To be done ->
- 1) Using the Coral NPU boot sequence excerpt below, decide whether each statement agrees with it. Answer yes or no for each, and quote the deciding words. (a) Programming the start PC value may be skipped when the program is linked with a starting address of 0. (b) Reset is released by writing 1 to the reset CSR. (c) A DMA engine, if present, is probably a better option for initializing the ITCM.
- 2) Gather every line of the records below that contains the string "radiator".

Document excerpt ->
--- --- ---
A timing diagram for this boot sequence is shown at the end of steps 1) – 5).
See Coral NPU custom CSRs for reference specifications for the register fields.
1) The instruction memory of Coral NPU must be initialized:
Sample code
volatile uint8_t* coralnpu_itcm = (uint8_t*)0x00000000L;
for (int i = 0; i < coralnpu_binary_len; ++i) {
coralnpu_itcm[i] = coralnpu_binary[i];
}
or
Sample code
volatile uint8_t* coralnpu_itcm = (uint8_t*)0x00000000L;
memcpy(coralnpu_itcm, coralnpu_binary, coralnpu_binary_len);
If something like a DMA engine is present in your system, that is probably a
better option for initializing the ITCM.
2) Program the start PC value. If your program is linked such that the starting address is 0, you may skip this.
Sample code
volatile uint32_t* coralnpu_pc_csr = (uint32_t*)0x00030004L;
*coralnpu_pc_csr = start_addr;
3) Release clock gate
Sample code
volatile uint32_t* coralnpu_reset_csr = (uint32_t*)0x00030000L;
*coralnpu_reset_csr = 1;
After this, be sure to wait a cycle to allow Coral‘s reset to occur. If you want to configure something like an interrupt that is connected to Coral’s fault or halted outputs, this is a good time.
4) Release reset
Sample code
volatile uint32_t* coralnpu_reset_csr = (uint32_t*)0x00030000L;
*coralnpu_reset_csr = 0;
At this point, Coral NPU will begin executing at the PC value programmed in step 2.
5) Monitor for io_halted. The status of Coral's execution can be checked by
reading the status CSR:
Sample code
volatile uint32_t* coralnpu_status_csr = (uint32_t*)0x00030008L;
uint32_t status = *coralnpu_status_csr;
bool halted = status & 1;
bool fault = status & 2;
--- --- ---
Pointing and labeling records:
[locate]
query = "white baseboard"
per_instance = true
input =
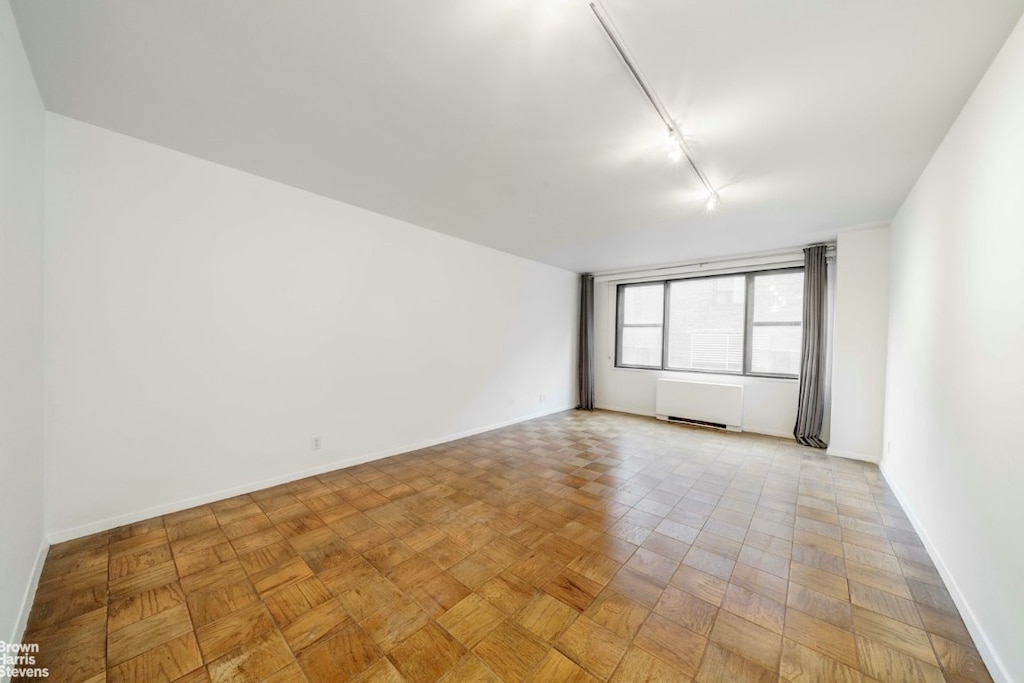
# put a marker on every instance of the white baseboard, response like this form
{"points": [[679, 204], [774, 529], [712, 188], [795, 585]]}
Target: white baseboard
{"points": [[627, 411], [767, 431], [30, 594], [754, 430], [988, 654], [852, 455], [60, 536]]}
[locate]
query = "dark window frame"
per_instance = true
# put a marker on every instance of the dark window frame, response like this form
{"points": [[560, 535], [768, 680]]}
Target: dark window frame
{"points": [[749, 323]]}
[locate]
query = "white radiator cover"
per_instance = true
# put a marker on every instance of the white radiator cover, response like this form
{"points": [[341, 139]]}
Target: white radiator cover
{"points": [[705, 402]]}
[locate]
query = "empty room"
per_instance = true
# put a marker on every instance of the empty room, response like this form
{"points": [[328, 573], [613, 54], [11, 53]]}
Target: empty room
{"points": [[511, 340]]}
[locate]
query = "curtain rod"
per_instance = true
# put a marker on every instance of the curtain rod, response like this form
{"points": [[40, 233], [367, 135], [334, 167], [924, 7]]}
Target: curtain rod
{"points": [[795, 251]]}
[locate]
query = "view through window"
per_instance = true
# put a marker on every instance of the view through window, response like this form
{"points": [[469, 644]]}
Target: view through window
{"points": [[748, 324]]}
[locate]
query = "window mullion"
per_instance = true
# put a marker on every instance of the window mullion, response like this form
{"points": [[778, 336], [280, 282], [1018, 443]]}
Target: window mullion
{"points": [[749, 325], [665, 325]]}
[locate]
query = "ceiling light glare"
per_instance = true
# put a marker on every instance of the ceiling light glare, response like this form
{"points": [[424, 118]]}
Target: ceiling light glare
{"points": [[673, 148]]}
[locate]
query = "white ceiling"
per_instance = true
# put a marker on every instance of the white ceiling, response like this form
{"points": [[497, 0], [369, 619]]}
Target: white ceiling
{"points": [[513, 124]]}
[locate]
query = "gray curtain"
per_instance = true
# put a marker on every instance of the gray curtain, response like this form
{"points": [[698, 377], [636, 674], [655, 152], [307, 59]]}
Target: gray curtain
{"points": [[811, 409], [585, 360]]}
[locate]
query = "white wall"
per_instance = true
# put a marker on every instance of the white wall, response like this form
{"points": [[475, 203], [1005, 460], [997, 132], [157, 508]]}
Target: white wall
{"points": [[954, 390], [203, 324], [769, 404], [859, 340], [20, 330]]}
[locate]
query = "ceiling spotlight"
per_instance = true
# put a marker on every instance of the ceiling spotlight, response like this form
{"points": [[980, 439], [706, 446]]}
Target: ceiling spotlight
{"points": [[681, 150], [672, 147]]}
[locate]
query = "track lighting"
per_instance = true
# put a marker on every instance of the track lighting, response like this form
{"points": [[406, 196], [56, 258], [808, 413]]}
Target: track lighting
{"points": [[679, 151]]}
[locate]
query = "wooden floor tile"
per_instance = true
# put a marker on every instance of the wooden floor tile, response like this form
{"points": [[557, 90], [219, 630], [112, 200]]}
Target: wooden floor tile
{"points": [[617, 613], [752, 641], [802, 665], [638, 665], [584, 546], [675, 644], [544, 615], [510, 651], [253, 660], [723, 666], [592, 646], [822, 637]]}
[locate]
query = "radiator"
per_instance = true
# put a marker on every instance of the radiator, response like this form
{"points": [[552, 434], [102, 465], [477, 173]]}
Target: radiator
{"points": [[706, 403]]}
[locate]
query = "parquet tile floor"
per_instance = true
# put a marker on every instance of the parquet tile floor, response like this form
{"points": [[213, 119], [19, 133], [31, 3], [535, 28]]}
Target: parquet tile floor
{"points": [[578, 547]]}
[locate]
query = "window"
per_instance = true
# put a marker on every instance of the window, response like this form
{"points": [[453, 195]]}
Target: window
--- --- ---
Full answers ->
- 1)
(a) Yes: "If your program is linked such that the starting address is 0, you may skip this."
(b) No: under "4) Release reset" the code is "*coralnpu_reset_csr = 0;"
(c) Yes: "If something like a DMA engine is present in your system, that is probably a better option for initializing the ITCM."

- 2)
query = "white radiator cover"
# put a marker on every instance of the white radiator cover, response like this form
Target: white radiator cover
query = "radiator"
# put a marker on every instance of the radiator, response like this form
Target: radiator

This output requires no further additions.